§ **Excerpts from a detection dataset**:
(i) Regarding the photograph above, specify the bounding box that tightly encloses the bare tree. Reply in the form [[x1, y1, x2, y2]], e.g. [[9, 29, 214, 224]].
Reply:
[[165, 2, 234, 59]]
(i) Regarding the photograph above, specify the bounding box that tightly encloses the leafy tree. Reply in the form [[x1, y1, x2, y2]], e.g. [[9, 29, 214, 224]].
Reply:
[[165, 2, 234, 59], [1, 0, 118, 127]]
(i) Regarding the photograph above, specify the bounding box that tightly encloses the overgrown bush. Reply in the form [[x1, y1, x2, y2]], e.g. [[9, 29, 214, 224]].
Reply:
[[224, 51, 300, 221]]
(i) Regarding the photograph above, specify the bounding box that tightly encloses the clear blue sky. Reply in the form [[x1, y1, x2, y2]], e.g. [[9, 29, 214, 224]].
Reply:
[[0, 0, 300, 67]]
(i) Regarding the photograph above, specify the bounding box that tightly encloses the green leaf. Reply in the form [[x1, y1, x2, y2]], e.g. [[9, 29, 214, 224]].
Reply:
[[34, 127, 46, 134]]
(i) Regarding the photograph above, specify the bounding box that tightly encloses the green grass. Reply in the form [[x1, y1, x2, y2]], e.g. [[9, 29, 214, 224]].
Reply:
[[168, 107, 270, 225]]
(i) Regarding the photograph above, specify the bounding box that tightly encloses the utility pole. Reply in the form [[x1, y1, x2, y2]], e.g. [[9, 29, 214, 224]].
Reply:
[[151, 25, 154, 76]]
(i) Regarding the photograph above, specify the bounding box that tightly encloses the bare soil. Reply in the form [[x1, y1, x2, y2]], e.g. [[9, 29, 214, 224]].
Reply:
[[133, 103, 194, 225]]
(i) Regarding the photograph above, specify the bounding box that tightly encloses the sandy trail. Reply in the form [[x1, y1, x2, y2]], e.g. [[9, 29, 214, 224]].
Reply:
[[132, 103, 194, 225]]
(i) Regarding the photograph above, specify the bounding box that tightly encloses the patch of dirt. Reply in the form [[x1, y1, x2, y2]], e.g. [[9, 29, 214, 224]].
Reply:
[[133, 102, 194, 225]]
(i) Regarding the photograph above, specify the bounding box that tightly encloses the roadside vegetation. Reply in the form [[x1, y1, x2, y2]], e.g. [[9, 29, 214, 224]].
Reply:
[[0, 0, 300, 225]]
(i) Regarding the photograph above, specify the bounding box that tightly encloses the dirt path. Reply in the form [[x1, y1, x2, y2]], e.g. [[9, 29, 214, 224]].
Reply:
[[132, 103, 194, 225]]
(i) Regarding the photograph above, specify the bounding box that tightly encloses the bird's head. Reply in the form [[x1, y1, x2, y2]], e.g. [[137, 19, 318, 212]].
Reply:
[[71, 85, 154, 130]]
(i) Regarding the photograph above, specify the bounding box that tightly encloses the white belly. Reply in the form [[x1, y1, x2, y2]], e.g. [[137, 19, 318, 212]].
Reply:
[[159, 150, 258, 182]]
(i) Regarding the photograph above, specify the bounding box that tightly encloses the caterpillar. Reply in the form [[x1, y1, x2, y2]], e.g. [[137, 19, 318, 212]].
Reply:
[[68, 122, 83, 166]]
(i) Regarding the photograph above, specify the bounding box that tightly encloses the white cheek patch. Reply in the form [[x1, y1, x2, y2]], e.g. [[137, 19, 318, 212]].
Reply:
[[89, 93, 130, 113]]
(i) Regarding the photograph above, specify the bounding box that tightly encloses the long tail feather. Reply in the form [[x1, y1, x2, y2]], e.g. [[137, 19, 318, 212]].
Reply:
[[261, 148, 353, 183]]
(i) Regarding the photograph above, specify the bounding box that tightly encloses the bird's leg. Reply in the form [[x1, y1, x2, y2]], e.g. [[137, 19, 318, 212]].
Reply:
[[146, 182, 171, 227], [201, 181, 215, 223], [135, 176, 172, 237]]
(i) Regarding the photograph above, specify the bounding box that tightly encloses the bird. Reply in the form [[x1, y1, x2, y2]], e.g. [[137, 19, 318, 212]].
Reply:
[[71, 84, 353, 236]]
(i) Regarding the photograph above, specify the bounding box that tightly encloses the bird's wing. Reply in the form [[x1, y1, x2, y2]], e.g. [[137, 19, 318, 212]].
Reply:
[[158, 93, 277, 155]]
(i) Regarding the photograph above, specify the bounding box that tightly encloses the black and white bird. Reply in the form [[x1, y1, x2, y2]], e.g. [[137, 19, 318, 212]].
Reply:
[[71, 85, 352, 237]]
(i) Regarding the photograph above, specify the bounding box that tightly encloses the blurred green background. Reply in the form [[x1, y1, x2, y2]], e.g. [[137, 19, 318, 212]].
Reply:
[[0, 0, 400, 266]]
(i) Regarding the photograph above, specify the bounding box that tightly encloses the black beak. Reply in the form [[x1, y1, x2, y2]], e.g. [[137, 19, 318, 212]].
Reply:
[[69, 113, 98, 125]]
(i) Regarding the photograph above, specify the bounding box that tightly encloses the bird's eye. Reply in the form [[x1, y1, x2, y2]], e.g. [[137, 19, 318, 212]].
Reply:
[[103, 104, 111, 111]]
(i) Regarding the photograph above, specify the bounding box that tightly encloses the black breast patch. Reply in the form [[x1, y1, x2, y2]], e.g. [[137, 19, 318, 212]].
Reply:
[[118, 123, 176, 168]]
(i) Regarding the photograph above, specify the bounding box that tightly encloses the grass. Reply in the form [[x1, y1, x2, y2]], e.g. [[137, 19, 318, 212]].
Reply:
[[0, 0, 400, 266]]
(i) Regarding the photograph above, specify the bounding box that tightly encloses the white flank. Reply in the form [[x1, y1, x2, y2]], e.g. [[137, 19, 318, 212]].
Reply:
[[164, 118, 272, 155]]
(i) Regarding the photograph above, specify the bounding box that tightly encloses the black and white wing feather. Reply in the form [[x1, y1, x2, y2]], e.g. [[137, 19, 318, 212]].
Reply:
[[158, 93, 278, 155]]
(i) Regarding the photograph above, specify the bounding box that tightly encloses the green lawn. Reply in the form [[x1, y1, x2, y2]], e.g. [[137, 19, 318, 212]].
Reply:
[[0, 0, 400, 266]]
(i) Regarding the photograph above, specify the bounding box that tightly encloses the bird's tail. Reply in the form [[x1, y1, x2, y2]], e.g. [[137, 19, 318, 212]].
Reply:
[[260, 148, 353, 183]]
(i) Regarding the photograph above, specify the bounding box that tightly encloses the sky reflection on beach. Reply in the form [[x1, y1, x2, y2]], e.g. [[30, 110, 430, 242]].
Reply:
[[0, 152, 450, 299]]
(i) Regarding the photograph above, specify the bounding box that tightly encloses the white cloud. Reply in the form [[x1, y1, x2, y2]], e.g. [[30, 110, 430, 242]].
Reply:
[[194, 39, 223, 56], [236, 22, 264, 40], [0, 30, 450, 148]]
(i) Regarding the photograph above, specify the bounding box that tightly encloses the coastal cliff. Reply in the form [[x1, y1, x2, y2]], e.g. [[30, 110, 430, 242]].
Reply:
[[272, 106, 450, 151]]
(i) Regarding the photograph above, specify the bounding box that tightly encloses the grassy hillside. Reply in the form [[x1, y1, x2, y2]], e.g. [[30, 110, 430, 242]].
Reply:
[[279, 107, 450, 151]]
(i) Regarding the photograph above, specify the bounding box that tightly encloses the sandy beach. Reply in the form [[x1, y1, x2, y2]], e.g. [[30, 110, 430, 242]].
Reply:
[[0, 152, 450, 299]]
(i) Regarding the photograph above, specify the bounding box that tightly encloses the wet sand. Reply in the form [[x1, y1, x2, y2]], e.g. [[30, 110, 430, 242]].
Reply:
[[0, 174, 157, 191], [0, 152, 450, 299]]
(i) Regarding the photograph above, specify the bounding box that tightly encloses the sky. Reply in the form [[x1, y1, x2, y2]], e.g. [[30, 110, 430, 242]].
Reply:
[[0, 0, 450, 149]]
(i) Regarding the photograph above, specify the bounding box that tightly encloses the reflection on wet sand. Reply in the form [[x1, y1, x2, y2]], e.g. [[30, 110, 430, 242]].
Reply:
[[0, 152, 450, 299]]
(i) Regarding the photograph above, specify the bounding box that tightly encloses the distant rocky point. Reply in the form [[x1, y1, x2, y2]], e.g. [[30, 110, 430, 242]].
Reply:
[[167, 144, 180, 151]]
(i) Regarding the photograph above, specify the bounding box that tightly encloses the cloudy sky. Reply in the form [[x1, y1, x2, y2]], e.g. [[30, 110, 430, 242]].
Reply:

§ **Work instructions**: Write out the lines starting with the line with "the bird's leg." and going on through the line with "[[158, 93, 277, 155]]", substituting "Answer" for every "Reply" and keeping everything else the same.

§ **The completed task**:
(i) Regarding the photograph above, specify the bounding box that tightly encloses the bird's leg. Answer in the form [[x1, y1, x2, y2]], e.g. [[137, 19, 318, 212]].
Answer:
[[146, 182, 171, 227], [201, 181, 215, 223], [135, 176, 172, 237]]
(i) Regarding the photograph above, specify the bounding box that tightly encloses the bird. Answer in the form [[x1, y1, x2, y2]], e.g. [[137, 19, 318, 212]].
Answer:
[[71, 84, 353, 236]]
(i) Regarding the photograph above, specify the bounding box that tightly encloses the bird's wing. Answer in the form [[x1, y1, x2, y2]], e.g. [[137, 19, 318, 212]].
Answer:
[[158, 93, 277, 155]]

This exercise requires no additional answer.